TASK:
In the copy, include every entry exactly but none of the pictures.

Location annotation dataset excerpts
▬▬▬▬▬▬▬▬▬▬
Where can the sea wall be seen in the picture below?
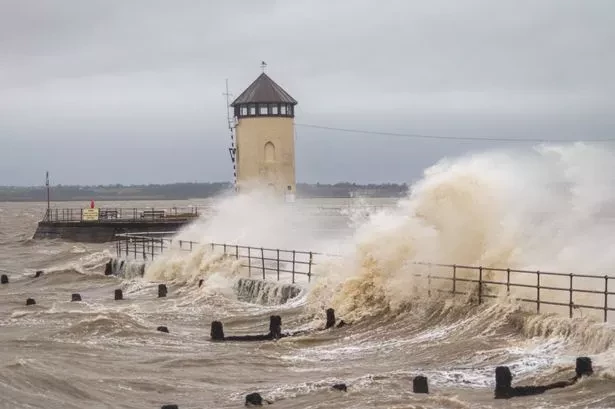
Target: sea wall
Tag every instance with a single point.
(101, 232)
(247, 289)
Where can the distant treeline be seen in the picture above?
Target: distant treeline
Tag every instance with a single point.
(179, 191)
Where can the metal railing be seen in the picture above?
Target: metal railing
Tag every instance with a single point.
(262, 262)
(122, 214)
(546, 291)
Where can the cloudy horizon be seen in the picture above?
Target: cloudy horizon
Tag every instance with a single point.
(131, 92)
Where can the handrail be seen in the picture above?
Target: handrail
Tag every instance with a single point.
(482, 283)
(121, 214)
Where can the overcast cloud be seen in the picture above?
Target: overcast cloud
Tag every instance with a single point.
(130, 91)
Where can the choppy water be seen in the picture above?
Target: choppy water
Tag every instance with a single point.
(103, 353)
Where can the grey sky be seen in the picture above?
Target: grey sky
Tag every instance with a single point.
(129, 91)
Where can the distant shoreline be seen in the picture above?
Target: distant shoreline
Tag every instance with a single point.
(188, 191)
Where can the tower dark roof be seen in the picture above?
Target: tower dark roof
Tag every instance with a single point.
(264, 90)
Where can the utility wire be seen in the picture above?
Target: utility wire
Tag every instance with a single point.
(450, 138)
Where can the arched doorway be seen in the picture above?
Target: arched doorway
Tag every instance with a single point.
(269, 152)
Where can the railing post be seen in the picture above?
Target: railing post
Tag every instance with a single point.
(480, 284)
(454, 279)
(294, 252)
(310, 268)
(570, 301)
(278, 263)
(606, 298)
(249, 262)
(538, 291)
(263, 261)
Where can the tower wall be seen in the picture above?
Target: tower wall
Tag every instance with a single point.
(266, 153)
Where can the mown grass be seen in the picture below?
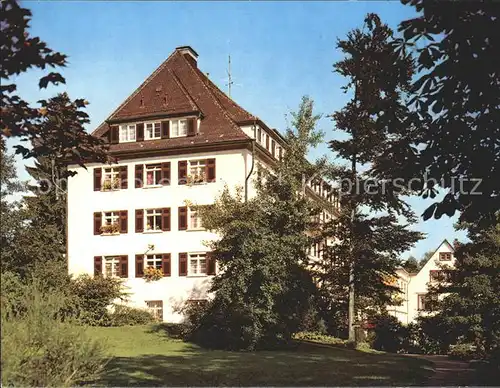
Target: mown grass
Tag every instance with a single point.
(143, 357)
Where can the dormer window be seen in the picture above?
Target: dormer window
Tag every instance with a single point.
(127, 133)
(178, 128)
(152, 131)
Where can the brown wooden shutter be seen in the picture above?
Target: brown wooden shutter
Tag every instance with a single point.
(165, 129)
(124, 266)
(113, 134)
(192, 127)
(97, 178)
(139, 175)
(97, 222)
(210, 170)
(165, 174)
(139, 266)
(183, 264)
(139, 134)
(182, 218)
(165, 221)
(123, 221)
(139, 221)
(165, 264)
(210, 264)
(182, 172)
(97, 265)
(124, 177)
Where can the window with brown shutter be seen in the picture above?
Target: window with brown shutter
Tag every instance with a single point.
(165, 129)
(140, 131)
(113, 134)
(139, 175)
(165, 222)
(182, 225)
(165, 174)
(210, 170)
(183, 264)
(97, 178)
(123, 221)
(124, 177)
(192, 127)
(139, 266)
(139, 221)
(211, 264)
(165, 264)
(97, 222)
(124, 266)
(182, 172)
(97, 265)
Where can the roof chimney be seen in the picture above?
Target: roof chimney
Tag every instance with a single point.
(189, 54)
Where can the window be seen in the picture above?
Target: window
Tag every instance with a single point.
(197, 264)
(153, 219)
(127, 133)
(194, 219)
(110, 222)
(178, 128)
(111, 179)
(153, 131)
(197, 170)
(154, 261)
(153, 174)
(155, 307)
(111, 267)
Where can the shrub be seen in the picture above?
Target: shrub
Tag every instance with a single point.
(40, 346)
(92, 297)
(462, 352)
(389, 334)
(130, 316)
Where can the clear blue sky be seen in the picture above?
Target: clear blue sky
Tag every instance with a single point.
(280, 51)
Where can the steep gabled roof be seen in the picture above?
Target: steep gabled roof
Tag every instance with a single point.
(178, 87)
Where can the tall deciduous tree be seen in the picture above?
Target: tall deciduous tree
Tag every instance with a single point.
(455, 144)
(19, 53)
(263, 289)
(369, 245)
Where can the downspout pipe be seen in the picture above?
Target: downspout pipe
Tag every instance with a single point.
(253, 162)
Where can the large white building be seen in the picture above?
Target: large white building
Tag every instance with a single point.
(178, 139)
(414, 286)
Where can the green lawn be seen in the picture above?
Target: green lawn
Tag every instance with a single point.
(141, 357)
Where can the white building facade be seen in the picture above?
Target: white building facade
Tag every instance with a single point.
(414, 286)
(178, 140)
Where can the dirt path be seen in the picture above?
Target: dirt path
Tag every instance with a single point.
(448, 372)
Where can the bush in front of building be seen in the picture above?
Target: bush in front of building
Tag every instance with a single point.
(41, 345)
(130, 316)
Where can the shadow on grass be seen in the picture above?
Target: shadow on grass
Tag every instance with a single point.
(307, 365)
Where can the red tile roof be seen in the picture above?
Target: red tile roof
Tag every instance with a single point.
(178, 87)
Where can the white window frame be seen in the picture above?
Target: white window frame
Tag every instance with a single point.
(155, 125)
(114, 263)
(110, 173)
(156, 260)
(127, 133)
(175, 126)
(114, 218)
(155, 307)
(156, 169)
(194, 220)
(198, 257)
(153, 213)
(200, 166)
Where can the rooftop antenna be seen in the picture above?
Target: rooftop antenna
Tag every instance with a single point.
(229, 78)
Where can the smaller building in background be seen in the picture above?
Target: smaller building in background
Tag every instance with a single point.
▬▬▬▬▬▬▬▬▬▬
WRITTEN RESPONSE:
Where can the sea wall be seen in the picture below?
Target: sea wall
Tag every instance with a single point.
(101, 232)
(247, 289)
Where can the distant treeline be seen in the picture above?
Target: distant treeline
Tag every instance with a single point.
(179, 191)
Where can the metal railing be seen in the picture above?
Target: metal railing
Tag every instance with a single point.
(262, 262)
(122, 214)
(546, 291)
Where can the cloudy horizon be seen in the picture above?
Target: cloudy horizon
Tag every instance with a single point.
(131, 92)
Where can the handrail be seen in the picture above?
Target: handrail
Tag every instance with a single point.
(482, 283)
(121, 214)
Where can the overcast cloud be seen in the picture above?
Target: overcast cloud
Tag every instance with a single point.
(130, 91)
Where can the choppy water be seen in the picture above?
Target: choppy water
Tag every instance with a single point.
(103, 353)
Where can the grey sky be seen in the picture above?
Target: grey sky
Tag every instance with a single point.
(129, 91)
Where can the distant shoreline be seen in the picture above?
Target: distant shoreline
Tag every instance with a single point.
(188, 191)
Where can the tower dark roof be seen in the picture above?
Target: tower dark roof
Tag every instance with a single point.
(264, 90)
Where can the utility wire be seen in the picture above?
Target: utility wire
Tag every instance with a single point.
(450, 138)
Where can the arched doorway be seen in the picture above?
Target: arched doorway
Tag every instance with a single point.
(269, 152)
Where can the railing post be seen in the picture above?
Target: railing post
Tag every instance with a single point.
(480, 284)
(454, 279)
(294, 252)
(310, 268)
(570, 301)
(278, 263)
(606, 298)
(249, 262)
(538, 291)
(263, 261)
Where can the tower wall be seen in the picture above?
Target: tower wall
Tag every instance with a single point.
(266, 153)
Where can the mown grass be seen in the picture below?
Target: mown grass
Tag every instance with a single point.
(143, 357)
Where can the dormer window be seen in the picture above?
Target: dormer window
Tag every instance with a single point.
(127, 133)
(178, 128)
(152, 131)
Where can the brown wooden shutter be seen in the picture above?
Target: brown wooden shutter
Tag every instance with a single point.
(165, 129)
(124, 266)
(113, 134)
(192, 127)
(97, 178)
(139, 175)
(97, 222)
(210, 170)
(165, 174)
(139, 266)
(183, 264)
(139, 134)
(182, 218)
(165, 221)
(123, 221)
(139, 221)
(165, 264)
(210, 264)
(182, 172)
(97, 265)
(124, 177)
Where can the window with brown shutter be seen in the picture above?
Target: window with brown shutter
Tag every instance with a single point.
(165, 129)
(140, 131)
(113, 134)
(139, 175)
(165, 222)
(182, 225)
(165, 174)
(210, 170)
(183, 264)
(97, 178)
(123, 221)
(124, 177)
(192, 127)
(139, 266)
(139, 221)
(211, 264)
(165, 264)
(97, 222)
(124, 266)
(182, 172)
(97, 265)
Where can the roof chimney be seen in the picture above?
Target: roof chimney
Tag every instance with a single point.
(189, 54)
Where can the window be seen in the picture above?
Target: window
Tag every instance with a single point.
(197, 264)
(153, 219)
(127, 133)
(194, 219)
(110, 222)
(178, 128)
(111, 179)
(153, 131)
(197, 170)
(154, 261)
(153, 174)
(155, 307)
(111, 267)
Where can the shrub be seen in the picture above?
Target: shrub
Tag every instance with a single point.
(40, 346)
(92, 297)
(462, 352)
(389, 334)
(130, 316)
Where can the clear blue sky be seen in the picture above?
Target: clear blue sky
Tag every instance with a single point.
(280, 51)
Where can the steep gabled roof be seen in the picture above?
Target: steep gabled roof
Tag every instance with a single point.
(178, 87)
Where can the tall deciduous tree be seen in the picture above?
Target: tall deciduous tree
Tag every instance with a single point.
(455, 144)
(19, 53)
(263, 289)
(369, 245)
Where can the downspout pipe be seen in the picture above?
Target: downspout pipe
Tag every instance with a single point.
(253, 162)
Where can the large white building be seen in the picture above?
Target: large white building
Tag every instance with a single point.
(178, 139)
(414, 286)
Where can the green lawn be seen in the picture above?
Target: green lawn
Tag every instance with a single point.
(141, 357)
Where can the white building facade be seen in the picture above?
Target: white building facade
Tag every instance with a single point.
(414, 286)
(178, 140)
Where can the dirt path be seen in the picture above?
Target: dirt path
Tag every instance with a single point.
(448, 372)
Where can the bush in front of building be seen in the picture above?
Target: bush in front of building
Tag every instance with a single point.
(41, 345)
(130, 316)
Where can the shadow on grass be seen in the picture above?
Target: shadow on grass
Tag every instance with a single point.
(307, 365)
Where can the red tile roof be seen in the picture above?
Target: red tile roof
Tag every instance with a single point.
(178, 87)
Where can the white window frame be seen in the picture above?
Target: white window frame
Tag every instance with a single point.
(155, 125)
(114, 263)
(110, 173)
(156, 260)
(127, 133)
(175, 126)
(114, 218)
(155, 307)
(156, 169)
(194, 220)
(198, 257)
(153, 213)
(200, 166)
Where can the rooftop antenna be seen in the picture above?
Target: rooftop antenna
Tag every instance with a single point.
(229, 78)
Where can the smaller building in background be seen in the picture above?
Target: smaller building in background
Tag every instance with a single point.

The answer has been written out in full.